**Task description:** Every record listed below should be copied exactly.

**Record set:**
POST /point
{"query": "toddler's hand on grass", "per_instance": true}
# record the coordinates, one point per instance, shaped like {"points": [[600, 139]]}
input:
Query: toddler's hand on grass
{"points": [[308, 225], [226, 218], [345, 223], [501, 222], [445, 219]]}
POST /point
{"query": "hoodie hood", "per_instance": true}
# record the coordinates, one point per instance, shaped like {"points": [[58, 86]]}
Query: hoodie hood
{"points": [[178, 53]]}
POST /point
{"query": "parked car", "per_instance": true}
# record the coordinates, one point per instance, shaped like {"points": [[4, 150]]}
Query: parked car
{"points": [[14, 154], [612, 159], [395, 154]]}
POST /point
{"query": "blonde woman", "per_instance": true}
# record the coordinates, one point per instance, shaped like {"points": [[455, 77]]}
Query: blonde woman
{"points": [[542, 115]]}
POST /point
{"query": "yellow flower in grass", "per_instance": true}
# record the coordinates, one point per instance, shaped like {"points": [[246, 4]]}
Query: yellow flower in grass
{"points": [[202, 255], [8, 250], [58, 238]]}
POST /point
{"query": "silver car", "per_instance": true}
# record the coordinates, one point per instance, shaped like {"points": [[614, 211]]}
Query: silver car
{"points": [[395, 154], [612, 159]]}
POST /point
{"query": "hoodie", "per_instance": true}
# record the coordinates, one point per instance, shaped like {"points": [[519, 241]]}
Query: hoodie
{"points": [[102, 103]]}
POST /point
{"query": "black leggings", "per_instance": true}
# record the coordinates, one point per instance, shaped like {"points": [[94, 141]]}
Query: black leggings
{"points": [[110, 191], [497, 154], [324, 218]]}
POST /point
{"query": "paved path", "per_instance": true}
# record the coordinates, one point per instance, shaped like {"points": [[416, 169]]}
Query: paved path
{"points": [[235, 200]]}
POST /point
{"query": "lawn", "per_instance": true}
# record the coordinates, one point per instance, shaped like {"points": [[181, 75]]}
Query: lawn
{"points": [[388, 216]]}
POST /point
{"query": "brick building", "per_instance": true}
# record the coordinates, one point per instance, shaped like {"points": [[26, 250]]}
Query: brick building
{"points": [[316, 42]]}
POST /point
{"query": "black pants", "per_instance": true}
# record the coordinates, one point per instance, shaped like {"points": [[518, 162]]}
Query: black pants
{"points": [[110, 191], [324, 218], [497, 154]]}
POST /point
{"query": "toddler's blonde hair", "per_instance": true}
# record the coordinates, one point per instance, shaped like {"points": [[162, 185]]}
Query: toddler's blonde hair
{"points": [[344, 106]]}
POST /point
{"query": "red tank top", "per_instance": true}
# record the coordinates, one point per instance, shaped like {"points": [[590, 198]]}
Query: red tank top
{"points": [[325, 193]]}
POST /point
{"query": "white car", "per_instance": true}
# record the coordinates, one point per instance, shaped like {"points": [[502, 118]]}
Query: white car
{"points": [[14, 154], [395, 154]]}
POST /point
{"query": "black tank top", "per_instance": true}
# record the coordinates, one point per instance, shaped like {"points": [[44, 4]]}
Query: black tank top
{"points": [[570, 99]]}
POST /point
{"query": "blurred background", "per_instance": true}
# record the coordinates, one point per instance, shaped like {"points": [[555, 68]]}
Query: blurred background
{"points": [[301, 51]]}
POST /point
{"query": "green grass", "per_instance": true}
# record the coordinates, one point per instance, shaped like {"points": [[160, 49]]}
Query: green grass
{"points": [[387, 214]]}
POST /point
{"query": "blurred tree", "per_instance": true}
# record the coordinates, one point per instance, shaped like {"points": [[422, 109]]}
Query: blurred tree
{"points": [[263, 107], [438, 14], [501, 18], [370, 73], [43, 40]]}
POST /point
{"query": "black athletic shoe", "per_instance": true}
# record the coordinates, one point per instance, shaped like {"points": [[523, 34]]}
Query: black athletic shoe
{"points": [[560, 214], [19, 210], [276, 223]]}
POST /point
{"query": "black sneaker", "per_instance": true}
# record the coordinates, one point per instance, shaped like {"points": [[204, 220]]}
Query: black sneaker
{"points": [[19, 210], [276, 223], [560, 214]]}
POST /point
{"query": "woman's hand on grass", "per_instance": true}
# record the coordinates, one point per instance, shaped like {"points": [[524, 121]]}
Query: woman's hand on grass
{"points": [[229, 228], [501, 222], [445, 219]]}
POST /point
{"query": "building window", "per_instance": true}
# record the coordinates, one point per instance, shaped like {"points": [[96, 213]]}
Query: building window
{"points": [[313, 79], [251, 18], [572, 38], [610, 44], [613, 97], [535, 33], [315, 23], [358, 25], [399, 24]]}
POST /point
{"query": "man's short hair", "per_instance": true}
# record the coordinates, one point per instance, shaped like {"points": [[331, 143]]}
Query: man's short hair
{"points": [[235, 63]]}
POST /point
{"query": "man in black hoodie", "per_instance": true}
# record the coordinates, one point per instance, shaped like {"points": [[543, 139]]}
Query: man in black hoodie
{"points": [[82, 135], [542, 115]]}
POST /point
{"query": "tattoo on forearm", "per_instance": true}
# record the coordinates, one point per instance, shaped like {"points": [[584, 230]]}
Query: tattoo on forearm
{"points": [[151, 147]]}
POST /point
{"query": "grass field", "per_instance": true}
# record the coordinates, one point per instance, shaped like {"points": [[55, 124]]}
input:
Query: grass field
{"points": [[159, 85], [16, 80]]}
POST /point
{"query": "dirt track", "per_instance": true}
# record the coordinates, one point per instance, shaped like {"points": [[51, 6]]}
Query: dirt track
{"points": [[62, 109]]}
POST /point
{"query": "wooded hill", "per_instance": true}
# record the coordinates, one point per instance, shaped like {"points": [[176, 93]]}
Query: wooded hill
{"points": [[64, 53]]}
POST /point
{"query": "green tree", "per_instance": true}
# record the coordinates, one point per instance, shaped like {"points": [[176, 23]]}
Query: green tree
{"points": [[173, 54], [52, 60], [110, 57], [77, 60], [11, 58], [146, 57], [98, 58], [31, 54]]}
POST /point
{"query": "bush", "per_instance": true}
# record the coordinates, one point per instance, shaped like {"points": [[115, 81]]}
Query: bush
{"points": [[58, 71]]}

**Written response:**
POST /point
{"query": "toddler's hand on grass", "per_instance": true}
# record the coordinates, one point per instance, shaped like {"points": [[600, 139]]}
input:
Query: toddler's hand on grass
{"points": [[308, 225], [226, 218], [345, 223], [501, 222], [445, 219]]}
POST /point
{"query": "hoodie hood", "per_instance": true}
# record the coordinates, one point per instance, shaped like {"points": [[58, 86]]}
Query: hoodie hood
{"points": [[178, 53]]}
POST /point
{"query": "parked car", "per_instance": true}
# record the coordinates, one point per instance, shaped like {"points": [[4, 150]]}
Query: parked car
{"points": [[14, 154], [612, 159], [395, 154]]}
POST /point
{"query": "blonde woman", "per_instance": true}
# record the coordinates, one point per instance, shaped like {"points": [[455, 77]]}
Query: blonde woman
{"points": [[542, 115]]}
POST /point
{"query": "yellow flower in grass", "per_instance": true}
# record the coordinates, one point per instance, shaped like {"points": [[246, 4]]}
Query: yellow flower in grass
{"points": [[202, 255], [8, 250], [58, 238]]}
POST /point
{"query": "silver car", "per_instance": true}
# record the coordinates, one point per instance, shaped like {"points": [[614, 211]]}
Query: silver car
{"points": [[395, 154], [612, 159]]}
POST /point
{"query": "hoodie", "per_instance": true}
# record the coordinates, one point per instance, shaped like {"points": [[519, 241]]}
Query: hoodie
{"points": [[102, 103]]}
POST /point
{"query": "black leggings", "per_instance": true}
# record the coordinates, one point per instance, shaped like {"points": [[94, 141]]}
Query: black leggings
{"points": [[110, 191], [497, 154], [324, 218]]}
POST /point
{"query": "paved path", "per_instance": true}
# record the coordinates, one point per instance, shaped like {"points": [[416, 169]]}
Query: paved path
{"points": [[235, 200]]}
POST /point
{"query": "lawn", "per_instance": true}
# record the coordinates, one point per instance, shaped like {"points": [[181, 75]]}
Query: lawn
{"points": [[388, 216]]}
POST /point
{"query": "brick building", "per_instance": true}
# record the coordinates, one point per instance, shaped like {"points": [[26, 250]]}
Query: brick building
{"points": [[316, 42]]}
POST /point
{"query": "black pants", "per_instance": true}
# record the coordinates, one point per instance, shaped like {"points": [[518, 162]]}
Query: black pants
{"points": [[110, 191], [324, 218], [497, 154]]}
POST /point
{"query": "toddler's blonde hair", "per_instance": true}
# record the coordinates, one point per instance, shaped like {"points": [[162, 185]]}
Query: toddler's blonde hair
{"points": [[344, 106]]}
POST /point
{"query": "red tank top", "per_instance": true}
# record the coordinates, one point per instance, shaped like {"points": [[590, 198]]}
Query: red tank top
{"points": [[325, 193]]}
POST /point
{"query": "white car", "per_instance": true}
# record the coordinates, one point per instance, shaped like {"points": [[502, 118]]}
Query: white car
{"points": [[14, 154], [395, 154]]}
POST /point
{"query": "black tank top", "per_instance": true}
# record the coordinates, one point per instance, shaped like {"points": [[44, 4]]}
Query: black tank top
{"points": [[570, 99]]}
POST /point
{"query": "blurred background", "per_instance": true}
# record the coordinates, one point per instance, shaped like {"points": [[555, 68]]}
Query: blurred background
{"points": [[301, 51]]}
POST /point
{"query": "green grass", "per_instance": true}
# record the coordinates, one point per instance, shaped like {"points": [[160, 49]]}
Query: green grass
{"points": [[387, 214]]}
POST /point
{"query": "blurred tree", "per_instance": true}
# record the coordinates, one point per instance, shaped like {"points": [[422, 109]]}
Query: blurred tree
{"points": [[263, 107], [438, 14], [501, 18], [370, 73], [43, 40]]}
POST /point
{"query": "black athletic shoe", "per_instance": true}
# record the coordinates, one point per instance, shaped like {"points": [[523, 34]]}
Query: black athletic shoe
{"points": [[560, 214], [19, 210], [276, 223]]}
POST /point
{"query": "black sneaker", "per_instance": true}
# record the coordinates, one point per instance, shaped like {"points": [[204, 220]]}
Query: black sneaker
{"points": [[19, 210], [276, 223], [560, 214]]}
POST /point
{"query": "woman's hand on grass", "per_instance": true}
# record the coordinates, one point per instance, shaped like {"points": [[524, 121]]}
Query: woman's hand on grass
{"points": [[229, 228], [501, 222], [445, 219]]}
POST /point
{"query": "building window", "per_instance": true}
# record the coordinates, one point per instance, shaped like {"points": [[96, 213]]}
Query: building window
{"points": [[313, 79], [251, 18], [572, 38], [610, 44], [613, 97], [535, 33], [315, 23], [358, 25], [399, 24]]}
POST /point
{"query": "man's short hair", "per_instance": true}
# record the coordinates, one point per instance, shaped like {"points": [[331, 143]]}
Query: man's short hair
{"points": [[235, 63]]}
POST /point
{"query": "man in black hoodie", "per_instance": true}
# record the coordinates, one point per instance, shaped like {"points": [[543, 139]]}
Query: man in black hoodie
{"points": [[82, 135], [542, 115]]}
POST /point
{"query": "tattoo on forearm", "per_instance": true}
# record the coordinates, one point per instance, shaped like {"points": [[584, 230]]}
Query: tattoo on forearm
{"points": [[151, 147]]}
POST /point
{"query": "grass field", "per_instance": true}
# record the coordinates, one point per instance, shaped like {"points": [[55, 124]]}
input:
Query: grass field
{"points": [[159, 85], [16, 80]]}
POST /point
{"query": "dirt track", "per_instance": true}
# record the coordinates, one point per instance, shaped like {"points": [[51, 6]]}
Query: dirt track
{"points": [[62, 109]]}
POST /point
{"query": "wooded hill", "per_instance": true}
# record the coordinates, one point per instance, shaped like {"points": [[176, 93]]}
Query: wooded hill
{"points": [[64, 53]]}
POST /point
{"query": "green tree", "per_instance": true}
# record the coordinates, one point per instance, shaped like {"points": [[176, 23]]}
Query: green tree
{"points": [[173, 54], [52, 60], [110, 57], [77, 60], [11, 58], [146, 57], [98, 58], [31, 54]]}
POST /point
{"query": "bush", "per_instance": true}
# record the coordinates, one point per instance, shaped like {"points": [[115, 81]]}
Query: bush
{"points": [[58, 71]]}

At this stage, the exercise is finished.